Lines from the listing below that contain the string "left" are to be reported.

BEGIN

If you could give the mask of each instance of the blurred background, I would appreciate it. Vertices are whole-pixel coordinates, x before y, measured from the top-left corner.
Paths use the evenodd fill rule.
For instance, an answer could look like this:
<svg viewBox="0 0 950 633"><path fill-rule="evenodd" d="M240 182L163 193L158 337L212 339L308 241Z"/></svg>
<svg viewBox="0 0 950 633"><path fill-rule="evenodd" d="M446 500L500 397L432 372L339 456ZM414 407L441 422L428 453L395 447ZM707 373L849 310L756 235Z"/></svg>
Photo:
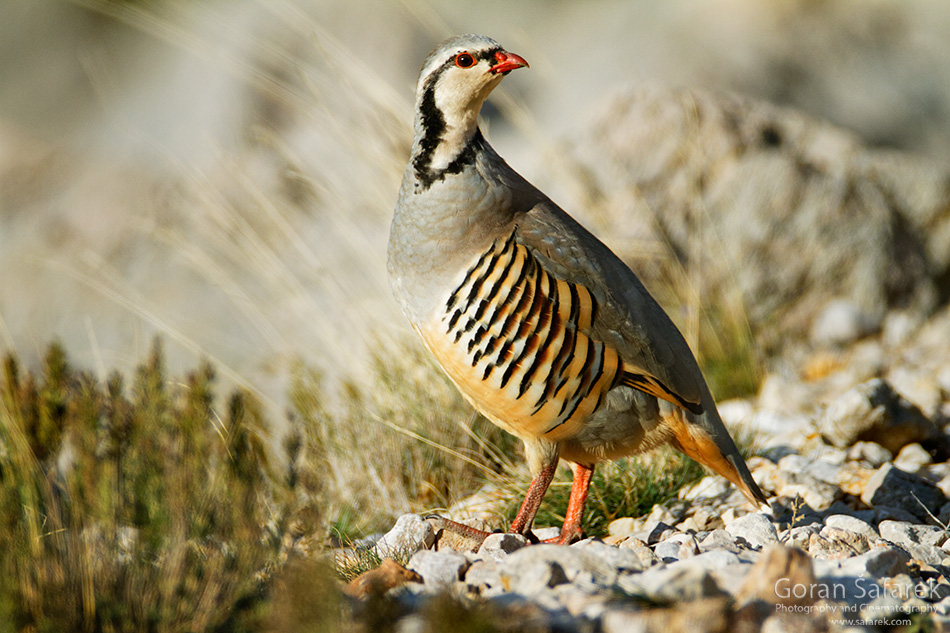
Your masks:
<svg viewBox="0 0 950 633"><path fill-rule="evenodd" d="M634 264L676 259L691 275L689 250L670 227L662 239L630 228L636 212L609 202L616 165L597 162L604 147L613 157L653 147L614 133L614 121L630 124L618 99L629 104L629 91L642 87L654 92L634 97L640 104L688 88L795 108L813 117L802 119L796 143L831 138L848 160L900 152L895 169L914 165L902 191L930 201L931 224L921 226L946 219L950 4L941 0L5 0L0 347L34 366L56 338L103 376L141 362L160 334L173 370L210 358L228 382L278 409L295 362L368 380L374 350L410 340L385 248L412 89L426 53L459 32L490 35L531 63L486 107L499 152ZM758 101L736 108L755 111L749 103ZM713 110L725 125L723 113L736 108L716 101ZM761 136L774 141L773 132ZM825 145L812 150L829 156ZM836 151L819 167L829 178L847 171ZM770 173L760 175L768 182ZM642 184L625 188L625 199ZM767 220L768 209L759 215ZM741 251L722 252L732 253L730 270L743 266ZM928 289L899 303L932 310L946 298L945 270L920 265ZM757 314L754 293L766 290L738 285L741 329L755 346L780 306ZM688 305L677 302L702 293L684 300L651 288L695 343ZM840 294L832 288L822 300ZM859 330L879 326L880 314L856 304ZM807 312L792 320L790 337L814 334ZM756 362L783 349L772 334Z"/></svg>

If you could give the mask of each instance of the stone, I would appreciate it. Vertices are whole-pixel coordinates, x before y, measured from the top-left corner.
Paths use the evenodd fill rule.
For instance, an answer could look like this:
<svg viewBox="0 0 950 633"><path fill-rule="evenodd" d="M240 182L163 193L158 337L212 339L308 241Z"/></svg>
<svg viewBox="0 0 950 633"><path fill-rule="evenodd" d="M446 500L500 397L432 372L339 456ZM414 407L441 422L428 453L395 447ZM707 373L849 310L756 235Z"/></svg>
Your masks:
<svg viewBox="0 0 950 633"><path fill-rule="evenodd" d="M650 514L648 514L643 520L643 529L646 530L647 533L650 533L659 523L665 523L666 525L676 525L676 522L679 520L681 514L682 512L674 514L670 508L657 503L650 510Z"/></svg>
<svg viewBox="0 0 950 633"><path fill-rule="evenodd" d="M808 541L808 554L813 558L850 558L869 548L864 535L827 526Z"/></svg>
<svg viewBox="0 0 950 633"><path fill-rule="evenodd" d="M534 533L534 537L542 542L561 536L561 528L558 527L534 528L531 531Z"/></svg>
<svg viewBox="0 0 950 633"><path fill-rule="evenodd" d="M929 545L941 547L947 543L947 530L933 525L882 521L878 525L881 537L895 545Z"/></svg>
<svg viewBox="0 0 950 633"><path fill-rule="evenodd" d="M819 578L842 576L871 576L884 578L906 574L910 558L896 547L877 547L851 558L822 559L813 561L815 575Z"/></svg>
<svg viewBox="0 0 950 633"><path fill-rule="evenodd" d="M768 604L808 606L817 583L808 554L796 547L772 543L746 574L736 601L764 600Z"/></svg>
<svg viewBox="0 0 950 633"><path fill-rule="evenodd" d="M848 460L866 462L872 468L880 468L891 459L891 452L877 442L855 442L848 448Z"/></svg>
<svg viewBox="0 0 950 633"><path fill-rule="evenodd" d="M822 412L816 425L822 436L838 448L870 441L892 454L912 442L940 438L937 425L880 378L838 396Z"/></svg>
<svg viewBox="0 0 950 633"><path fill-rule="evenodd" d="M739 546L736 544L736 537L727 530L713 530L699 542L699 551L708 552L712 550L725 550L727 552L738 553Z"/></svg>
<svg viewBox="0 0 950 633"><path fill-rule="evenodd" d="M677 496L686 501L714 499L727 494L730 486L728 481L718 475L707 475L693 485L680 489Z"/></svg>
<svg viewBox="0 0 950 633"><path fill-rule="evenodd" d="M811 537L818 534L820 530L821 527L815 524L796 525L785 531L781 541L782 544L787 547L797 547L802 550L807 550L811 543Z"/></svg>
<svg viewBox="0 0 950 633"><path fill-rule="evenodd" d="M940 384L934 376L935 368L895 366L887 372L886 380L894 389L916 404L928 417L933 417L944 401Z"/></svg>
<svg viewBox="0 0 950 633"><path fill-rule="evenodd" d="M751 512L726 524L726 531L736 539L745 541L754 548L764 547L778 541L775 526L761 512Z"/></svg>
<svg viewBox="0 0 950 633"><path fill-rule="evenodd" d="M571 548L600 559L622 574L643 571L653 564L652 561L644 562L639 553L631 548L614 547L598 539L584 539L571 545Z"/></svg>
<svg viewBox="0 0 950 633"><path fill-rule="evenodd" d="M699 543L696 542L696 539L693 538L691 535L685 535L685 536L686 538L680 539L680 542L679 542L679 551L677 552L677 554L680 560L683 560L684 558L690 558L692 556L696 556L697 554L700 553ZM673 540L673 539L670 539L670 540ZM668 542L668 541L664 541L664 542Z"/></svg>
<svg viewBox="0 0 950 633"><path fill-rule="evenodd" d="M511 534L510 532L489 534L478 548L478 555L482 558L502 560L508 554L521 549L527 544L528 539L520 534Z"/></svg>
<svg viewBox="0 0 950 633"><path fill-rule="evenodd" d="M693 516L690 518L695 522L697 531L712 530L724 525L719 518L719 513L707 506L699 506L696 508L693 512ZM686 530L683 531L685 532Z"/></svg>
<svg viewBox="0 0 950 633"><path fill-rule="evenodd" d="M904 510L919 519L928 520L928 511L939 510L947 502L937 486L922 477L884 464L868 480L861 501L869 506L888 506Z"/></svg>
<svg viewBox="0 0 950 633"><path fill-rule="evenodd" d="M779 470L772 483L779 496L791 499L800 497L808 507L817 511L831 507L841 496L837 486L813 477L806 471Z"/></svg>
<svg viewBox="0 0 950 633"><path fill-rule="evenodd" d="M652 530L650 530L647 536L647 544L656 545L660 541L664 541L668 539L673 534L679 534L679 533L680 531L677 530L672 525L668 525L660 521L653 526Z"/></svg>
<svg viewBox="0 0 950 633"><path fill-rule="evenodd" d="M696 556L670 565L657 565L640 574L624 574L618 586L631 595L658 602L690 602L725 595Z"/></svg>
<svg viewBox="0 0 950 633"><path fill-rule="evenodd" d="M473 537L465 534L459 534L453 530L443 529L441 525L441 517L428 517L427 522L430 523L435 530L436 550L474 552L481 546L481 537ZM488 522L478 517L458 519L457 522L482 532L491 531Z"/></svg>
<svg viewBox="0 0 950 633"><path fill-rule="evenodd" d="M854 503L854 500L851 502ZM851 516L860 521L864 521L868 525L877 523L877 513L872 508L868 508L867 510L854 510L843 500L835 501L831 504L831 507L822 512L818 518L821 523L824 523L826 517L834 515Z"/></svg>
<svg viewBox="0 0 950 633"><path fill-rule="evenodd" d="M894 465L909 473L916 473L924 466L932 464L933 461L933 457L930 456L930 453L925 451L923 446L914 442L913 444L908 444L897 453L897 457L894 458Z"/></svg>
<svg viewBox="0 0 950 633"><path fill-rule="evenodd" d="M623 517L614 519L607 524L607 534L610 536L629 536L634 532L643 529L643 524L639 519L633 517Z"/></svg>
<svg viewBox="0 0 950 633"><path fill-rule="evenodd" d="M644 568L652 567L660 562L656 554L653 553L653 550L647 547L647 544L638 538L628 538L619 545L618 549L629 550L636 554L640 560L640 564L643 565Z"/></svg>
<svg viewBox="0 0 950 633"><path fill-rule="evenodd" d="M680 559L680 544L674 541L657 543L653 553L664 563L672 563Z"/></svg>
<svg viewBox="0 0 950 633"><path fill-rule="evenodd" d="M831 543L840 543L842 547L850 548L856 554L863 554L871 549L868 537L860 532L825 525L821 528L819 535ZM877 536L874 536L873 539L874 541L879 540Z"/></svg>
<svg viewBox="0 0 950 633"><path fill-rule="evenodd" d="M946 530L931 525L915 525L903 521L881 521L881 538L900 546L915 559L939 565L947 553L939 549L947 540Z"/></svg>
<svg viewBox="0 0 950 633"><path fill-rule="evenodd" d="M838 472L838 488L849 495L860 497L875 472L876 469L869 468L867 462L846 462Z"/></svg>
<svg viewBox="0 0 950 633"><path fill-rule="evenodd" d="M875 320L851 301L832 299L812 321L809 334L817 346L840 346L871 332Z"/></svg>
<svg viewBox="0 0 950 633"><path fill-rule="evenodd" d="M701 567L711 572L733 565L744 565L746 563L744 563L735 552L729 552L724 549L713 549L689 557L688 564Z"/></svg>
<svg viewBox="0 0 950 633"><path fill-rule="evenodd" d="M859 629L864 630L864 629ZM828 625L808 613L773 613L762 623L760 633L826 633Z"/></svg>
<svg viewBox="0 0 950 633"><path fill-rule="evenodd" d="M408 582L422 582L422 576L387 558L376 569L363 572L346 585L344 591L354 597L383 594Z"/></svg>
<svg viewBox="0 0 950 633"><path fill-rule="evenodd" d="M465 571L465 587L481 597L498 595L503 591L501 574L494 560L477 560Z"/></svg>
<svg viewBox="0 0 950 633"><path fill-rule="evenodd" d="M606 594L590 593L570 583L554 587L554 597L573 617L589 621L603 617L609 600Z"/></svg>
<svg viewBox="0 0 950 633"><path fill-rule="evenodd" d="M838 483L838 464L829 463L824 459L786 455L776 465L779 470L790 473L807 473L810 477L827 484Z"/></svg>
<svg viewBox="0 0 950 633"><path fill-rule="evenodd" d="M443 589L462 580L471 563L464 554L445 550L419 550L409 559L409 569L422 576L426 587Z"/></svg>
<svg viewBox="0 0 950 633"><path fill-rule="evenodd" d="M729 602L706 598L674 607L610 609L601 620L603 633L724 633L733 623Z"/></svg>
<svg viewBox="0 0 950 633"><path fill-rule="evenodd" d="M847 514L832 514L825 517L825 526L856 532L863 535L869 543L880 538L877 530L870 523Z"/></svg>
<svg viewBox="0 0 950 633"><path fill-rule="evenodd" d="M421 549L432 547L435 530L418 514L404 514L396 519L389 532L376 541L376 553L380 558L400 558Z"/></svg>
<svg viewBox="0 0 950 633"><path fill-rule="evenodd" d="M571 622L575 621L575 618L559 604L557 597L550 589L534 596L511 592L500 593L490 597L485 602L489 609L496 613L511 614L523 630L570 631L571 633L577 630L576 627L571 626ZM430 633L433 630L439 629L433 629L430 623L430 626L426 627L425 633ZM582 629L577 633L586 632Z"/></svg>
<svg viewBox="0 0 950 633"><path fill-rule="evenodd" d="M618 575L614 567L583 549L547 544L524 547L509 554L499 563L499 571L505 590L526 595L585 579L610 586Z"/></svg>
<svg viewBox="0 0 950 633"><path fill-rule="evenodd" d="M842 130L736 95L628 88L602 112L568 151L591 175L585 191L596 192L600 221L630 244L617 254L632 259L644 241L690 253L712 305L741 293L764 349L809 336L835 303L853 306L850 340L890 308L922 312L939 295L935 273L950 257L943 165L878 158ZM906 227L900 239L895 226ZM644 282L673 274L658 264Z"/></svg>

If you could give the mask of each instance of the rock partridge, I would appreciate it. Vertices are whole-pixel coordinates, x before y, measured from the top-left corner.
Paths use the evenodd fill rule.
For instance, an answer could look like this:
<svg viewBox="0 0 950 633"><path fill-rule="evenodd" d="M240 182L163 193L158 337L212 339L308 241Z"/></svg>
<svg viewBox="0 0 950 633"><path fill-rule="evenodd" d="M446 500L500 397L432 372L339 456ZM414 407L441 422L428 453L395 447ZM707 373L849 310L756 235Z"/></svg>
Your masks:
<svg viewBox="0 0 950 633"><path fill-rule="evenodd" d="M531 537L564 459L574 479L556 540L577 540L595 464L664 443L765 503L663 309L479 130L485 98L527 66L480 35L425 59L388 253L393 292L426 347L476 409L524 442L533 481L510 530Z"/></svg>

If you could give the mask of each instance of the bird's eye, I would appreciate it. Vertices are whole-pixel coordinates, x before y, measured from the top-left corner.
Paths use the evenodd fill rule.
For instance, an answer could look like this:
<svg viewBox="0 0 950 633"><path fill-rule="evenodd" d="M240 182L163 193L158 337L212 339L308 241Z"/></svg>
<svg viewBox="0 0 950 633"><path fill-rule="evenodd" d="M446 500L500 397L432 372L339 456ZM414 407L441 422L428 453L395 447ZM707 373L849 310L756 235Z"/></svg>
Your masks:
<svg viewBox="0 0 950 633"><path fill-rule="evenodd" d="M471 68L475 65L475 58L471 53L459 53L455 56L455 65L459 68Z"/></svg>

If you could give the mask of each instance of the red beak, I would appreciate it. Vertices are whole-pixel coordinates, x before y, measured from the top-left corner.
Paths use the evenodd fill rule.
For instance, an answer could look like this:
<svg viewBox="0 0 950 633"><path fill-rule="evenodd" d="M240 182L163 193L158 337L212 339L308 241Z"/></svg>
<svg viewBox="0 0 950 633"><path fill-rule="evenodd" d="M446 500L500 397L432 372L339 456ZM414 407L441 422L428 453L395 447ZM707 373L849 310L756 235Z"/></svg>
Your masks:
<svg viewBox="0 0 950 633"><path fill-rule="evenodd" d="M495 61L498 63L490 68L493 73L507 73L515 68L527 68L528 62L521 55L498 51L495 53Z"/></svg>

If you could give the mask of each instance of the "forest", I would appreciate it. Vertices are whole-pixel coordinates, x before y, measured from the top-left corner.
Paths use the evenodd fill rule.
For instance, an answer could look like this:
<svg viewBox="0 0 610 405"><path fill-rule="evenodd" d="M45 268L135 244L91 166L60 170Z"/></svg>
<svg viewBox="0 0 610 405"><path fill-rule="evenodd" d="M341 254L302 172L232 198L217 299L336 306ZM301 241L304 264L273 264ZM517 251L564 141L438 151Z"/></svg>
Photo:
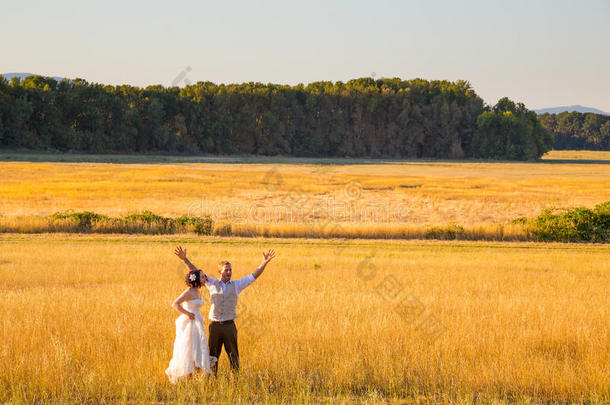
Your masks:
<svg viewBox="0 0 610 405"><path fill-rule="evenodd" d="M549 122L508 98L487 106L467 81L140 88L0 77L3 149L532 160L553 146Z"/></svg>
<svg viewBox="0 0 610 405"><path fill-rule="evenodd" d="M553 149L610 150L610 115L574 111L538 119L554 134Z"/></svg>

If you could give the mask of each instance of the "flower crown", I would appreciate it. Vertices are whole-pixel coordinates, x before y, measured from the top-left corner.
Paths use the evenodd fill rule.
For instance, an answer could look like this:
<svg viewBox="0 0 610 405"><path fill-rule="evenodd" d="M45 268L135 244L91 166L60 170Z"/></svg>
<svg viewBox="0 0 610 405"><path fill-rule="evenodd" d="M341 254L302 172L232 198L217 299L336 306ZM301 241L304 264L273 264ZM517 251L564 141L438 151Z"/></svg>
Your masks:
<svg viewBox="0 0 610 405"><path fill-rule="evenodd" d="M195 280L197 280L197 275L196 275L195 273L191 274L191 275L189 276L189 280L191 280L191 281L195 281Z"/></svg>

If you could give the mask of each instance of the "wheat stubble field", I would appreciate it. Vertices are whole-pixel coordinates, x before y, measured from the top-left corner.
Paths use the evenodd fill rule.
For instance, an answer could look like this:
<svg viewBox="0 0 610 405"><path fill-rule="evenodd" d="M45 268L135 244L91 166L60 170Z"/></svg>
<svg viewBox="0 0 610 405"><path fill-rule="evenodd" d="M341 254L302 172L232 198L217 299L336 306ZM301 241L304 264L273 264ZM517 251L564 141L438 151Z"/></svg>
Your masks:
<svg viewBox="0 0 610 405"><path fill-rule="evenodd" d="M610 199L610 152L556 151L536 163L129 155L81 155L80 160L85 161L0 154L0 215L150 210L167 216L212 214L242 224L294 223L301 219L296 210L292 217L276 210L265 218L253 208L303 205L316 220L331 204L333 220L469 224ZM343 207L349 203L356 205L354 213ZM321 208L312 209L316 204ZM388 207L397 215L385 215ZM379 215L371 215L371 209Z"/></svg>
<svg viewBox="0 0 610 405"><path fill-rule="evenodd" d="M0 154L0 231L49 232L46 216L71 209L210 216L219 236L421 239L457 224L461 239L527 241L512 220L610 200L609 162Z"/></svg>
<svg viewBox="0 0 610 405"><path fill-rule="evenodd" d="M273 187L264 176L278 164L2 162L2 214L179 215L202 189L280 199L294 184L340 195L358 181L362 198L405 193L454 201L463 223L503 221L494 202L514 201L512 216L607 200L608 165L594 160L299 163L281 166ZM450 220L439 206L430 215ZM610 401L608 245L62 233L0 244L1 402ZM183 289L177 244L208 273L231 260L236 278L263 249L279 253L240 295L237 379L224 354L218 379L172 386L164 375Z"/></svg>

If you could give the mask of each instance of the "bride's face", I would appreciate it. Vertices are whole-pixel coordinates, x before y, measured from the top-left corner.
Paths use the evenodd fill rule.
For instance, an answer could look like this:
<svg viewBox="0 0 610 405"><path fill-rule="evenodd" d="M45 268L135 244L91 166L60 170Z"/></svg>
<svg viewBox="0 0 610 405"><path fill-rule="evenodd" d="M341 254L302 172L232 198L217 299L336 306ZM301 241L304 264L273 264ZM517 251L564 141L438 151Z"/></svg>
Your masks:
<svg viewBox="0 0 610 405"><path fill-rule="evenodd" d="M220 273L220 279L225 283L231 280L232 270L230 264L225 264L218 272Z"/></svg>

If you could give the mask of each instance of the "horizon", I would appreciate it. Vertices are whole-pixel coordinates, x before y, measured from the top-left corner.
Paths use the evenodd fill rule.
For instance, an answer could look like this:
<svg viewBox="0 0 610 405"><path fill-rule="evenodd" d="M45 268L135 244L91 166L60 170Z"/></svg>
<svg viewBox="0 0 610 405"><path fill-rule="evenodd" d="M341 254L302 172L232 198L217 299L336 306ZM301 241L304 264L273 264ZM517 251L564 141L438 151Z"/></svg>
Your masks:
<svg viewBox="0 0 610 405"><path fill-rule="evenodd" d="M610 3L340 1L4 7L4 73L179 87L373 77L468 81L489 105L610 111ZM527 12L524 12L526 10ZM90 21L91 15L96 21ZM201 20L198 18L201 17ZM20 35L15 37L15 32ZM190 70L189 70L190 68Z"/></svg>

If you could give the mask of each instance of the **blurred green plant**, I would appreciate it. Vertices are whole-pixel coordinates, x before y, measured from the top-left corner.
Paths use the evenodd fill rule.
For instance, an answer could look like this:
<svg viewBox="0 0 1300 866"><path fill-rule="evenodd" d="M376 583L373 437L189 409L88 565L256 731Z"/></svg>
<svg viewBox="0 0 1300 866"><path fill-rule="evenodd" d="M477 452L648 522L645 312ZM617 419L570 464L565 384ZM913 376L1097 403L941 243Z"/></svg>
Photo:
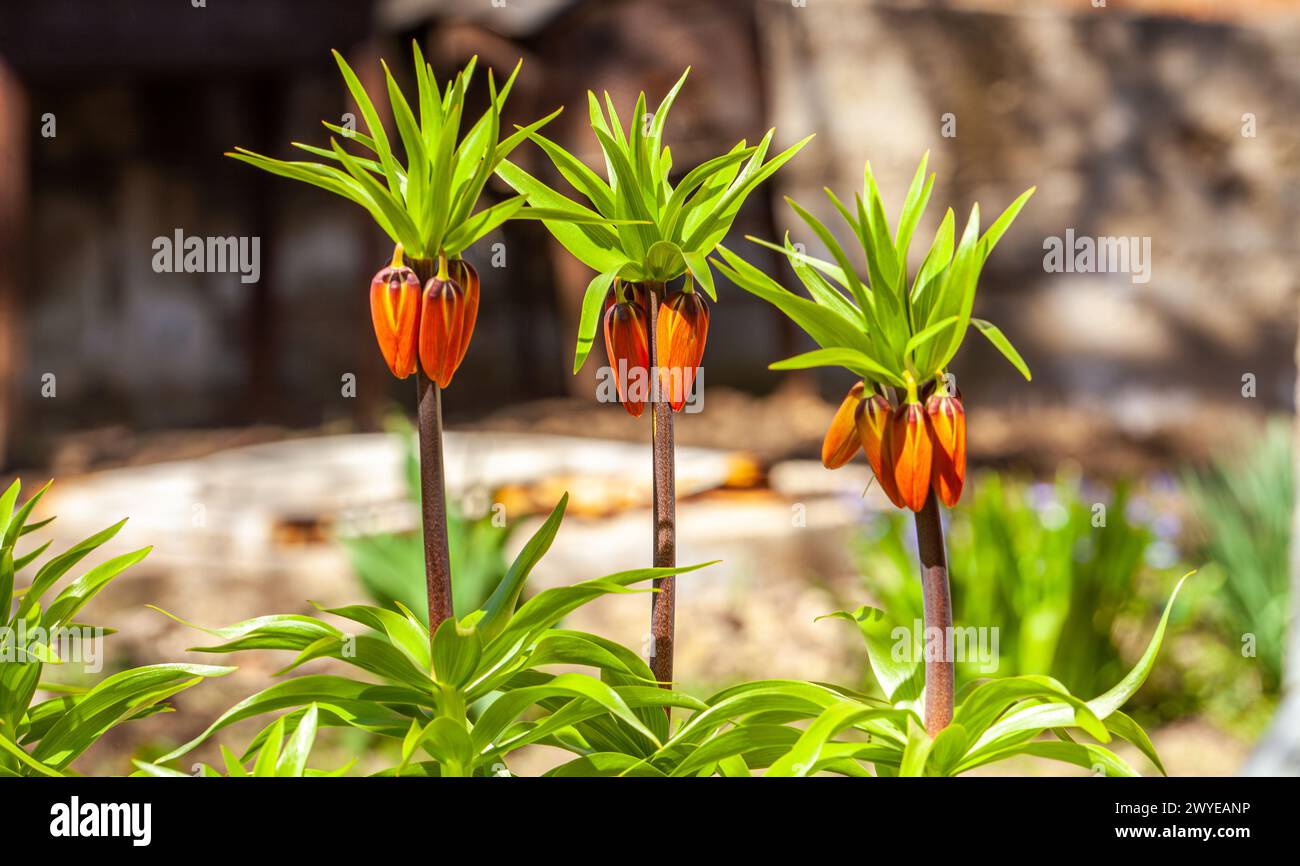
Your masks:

END

→ ANSWER FOR THE TASK
If you could give the mask of each instance of the blurred background, I would appreciate it. Vertices are whole-pixel coordinates, x before y, measured from the top-left corner.
If you could give the mask of each instance of the stone, I would appreciate it. Vertices are whole-pixel coordinates, x before y, measured from the top-left corner.
If you could give the mask of each instance of the rock partridge, I would appreciate it. Vertices are whole-pixel coordinates, x before y, measured from the top-left corner.
If you could give the mask of each instance of the bird's eye, I would appreciate it. Vertices are whole-pixel coordinates, x before y, measured from the top-left corner.
If you could give the mask of each instance of the red beak, I would appreciate it. Vertices are whole-pixel coordinates, x before y, measured from the top-left corner.
If you could give the mask of each instance of the "forest", I would appreciate it. Vertices are whole-pixel coordinates, x before y, measured from the top-left corner.
If you could give the mask of each instance of the "flower crown", I would appreciate it. Vertices are whole-pixel coordinates, x before y, measured from the top-left corner.
If you could give the mask of each instance of the "wheat stubble field", I would appreciate it. Vertices are whole-pixel coordinates, x before y, measured from the top-left corner.
If you could give the mask of each instance of the "bride's face", I would appreciate it. Vertices are whole-pixel coordinates, x before y, measured from the top-left corner.
If you could give the mask of each instance of the "horizon", I would appreciate it. Vertices are whole-pixel coordinates, x before y, measured from the top-left corner.
If you could give the mask of each instance of the **blurred green plant**, I would appreciate it. Vertices are whole-pixel coordinates, x before y, measured from the top-left corner.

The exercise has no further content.